__Extract provided__
The general idea is as follows:
<you> help help hlep1!! I need help plz!
<notyou> Dude, just ask your question.
<you> I use sniffleblob version archangelgabriel and when I try to connect to the pentagon it shows me pictures of cheese.
<notyou> Ok, what platform are you on?
<you> Windows. IE doesn’t have this problem, I hate you.
It happens every day. People have issues that need fixin’ and they go to IRC or a forum or sometimes their local strip club, and start asking people for help. Sometimes they get it, and sometimes they don’t. This happens a lot with Open Source because the users are the programmers and we all know what it’s like to want things to work when they don’t… so we tend to devote time to solving problems (which was the point of making software in the first place).
But a lot of times the users don’t really get the fact that aside from a few developers, everyone else is working for free, because they want to. While we advocate using free software, we aren’t forcing anyone to use it. There’s a good and a bad way to get help.
The rules of getting help are:
1. Ask your question, provide as much information as you can, as prompted. If you’re really psyched about getting help you can visit pastebin.ca or another paste site and put a ton of info there (especially if you know or believe it to be relevant to your question/problem).
2. Don’t flood, try to keep things short and sweet. Yes, more information will probably be needed, but you don’t hold a wrench and hammer at the same time. Use a pastebin.
3. Be calm. Be respectful. This goes both ways, but even if the people helping are being patronizing toward you, if they’re still helping then try to forgive them and let it go. Everyone has bad days, but people that hang out in help channels tend to be masochists (or at least feel like they are sometimes). You want them to help you, so try to give their personalities the room and their brains the information to let that happen.
4. Try to understand the problem. There’s nothing that exists that isn’t understandable. Your data didn’t just eat itself, and the address bar isn’t in Chinese for no good reason. There’s a cause and there’s a solution in that cause. If your arm is bleeding, the cause is the lack of skin. The solution is to buy more skin (or alternatively stop being so anal about having your blood stay inside).
5. Open a text editor. Hit up google and start trying to diagnose it yourself first. Is there an error message? Try googling for pertinent words from the error message or a symptom phrase along with the application name and your OS name/version. For example, “Firefox windows toolbar shake” yields a bunch of links dealing with an existing bug in firefox (not just on windows if I remember correctly). There’s no error, but “shake” is a symptom phrase for that problem.

__Record set__

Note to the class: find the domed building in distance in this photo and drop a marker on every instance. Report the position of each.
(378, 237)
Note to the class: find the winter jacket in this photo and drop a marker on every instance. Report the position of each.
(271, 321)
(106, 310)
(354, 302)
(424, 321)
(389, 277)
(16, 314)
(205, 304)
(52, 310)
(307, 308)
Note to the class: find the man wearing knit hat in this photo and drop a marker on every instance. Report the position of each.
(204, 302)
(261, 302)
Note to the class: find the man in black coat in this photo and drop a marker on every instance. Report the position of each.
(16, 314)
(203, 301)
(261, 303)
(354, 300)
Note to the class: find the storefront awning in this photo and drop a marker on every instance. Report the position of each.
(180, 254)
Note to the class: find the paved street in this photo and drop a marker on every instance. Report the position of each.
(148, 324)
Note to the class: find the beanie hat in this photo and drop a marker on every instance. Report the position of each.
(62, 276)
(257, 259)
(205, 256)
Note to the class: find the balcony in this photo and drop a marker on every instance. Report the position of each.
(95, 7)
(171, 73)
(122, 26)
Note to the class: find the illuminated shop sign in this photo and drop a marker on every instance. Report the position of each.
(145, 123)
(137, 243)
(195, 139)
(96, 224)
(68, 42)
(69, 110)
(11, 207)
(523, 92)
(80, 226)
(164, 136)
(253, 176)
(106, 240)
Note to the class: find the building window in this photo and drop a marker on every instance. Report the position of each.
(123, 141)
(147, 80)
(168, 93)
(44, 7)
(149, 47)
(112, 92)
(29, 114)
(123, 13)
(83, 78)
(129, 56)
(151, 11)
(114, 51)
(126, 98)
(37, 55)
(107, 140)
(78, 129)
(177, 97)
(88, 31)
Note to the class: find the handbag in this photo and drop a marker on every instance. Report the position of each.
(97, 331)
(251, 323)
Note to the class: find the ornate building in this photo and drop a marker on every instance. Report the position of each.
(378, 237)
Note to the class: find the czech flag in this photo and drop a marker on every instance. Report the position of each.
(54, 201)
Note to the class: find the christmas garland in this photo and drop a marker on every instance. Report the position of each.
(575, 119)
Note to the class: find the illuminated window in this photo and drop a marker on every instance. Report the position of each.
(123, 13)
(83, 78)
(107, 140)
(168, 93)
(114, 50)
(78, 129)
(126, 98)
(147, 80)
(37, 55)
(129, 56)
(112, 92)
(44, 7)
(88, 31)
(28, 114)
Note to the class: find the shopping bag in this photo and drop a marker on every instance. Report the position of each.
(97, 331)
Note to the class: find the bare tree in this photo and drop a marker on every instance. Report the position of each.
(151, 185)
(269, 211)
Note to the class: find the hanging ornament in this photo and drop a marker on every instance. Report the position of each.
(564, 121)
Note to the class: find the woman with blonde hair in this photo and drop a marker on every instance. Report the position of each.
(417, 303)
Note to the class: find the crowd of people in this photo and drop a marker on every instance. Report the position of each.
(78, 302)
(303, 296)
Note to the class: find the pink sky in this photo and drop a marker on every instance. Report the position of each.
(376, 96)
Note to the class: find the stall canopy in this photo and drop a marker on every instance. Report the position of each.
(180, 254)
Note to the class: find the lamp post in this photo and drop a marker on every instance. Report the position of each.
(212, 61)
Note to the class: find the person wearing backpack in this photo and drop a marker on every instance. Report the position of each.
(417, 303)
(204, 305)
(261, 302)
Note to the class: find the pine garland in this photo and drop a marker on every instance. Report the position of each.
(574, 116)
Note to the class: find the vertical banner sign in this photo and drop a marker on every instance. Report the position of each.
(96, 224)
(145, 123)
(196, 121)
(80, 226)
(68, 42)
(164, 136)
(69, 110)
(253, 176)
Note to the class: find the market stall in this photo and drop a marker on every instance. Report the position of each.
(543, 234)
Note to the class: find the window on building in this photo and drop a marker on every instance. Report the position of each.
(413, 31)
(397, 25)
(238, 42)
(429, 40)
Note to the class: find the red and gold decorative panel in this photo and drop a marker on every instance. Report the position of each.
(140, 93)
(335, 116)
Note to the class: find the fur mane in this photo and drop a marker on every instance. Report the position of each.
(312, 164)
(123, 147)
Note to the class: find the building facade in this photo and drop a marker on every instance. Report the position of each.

__Instructions for the task__
Can you extract, word for word, the part of the piece on asking for help that opens with the words containing "4. Try to understand" and closes with "for that problem."? The records aren't needed for this.

__Exercise output__
4. Try to understand the problem. There’s nothing that exists that isn’t understandable. Your data didn’t just eat itself, and the address bar isn’t in Chinese for no good reason. There’s a cause and there’s a solution in that cause. If your arm is bleeding, the cause is the lack of skin. The solution is to buy more skin (or alternatively stop being so anal about having your blood stay inside).
5. Open a text editor. Hit up google and start trying to diagnose it yourself first. Is there an error message? Try googling for pertinent words from the error message or a symptom phrase along with the application name and your OS name/version. For example, “Firefox windows toolbar shake” yields a bunch of links dealing with an existing bug in firefox (not just on windows if I remember correctly). There’s no error, but “shake” is a symptom phrase for that problem.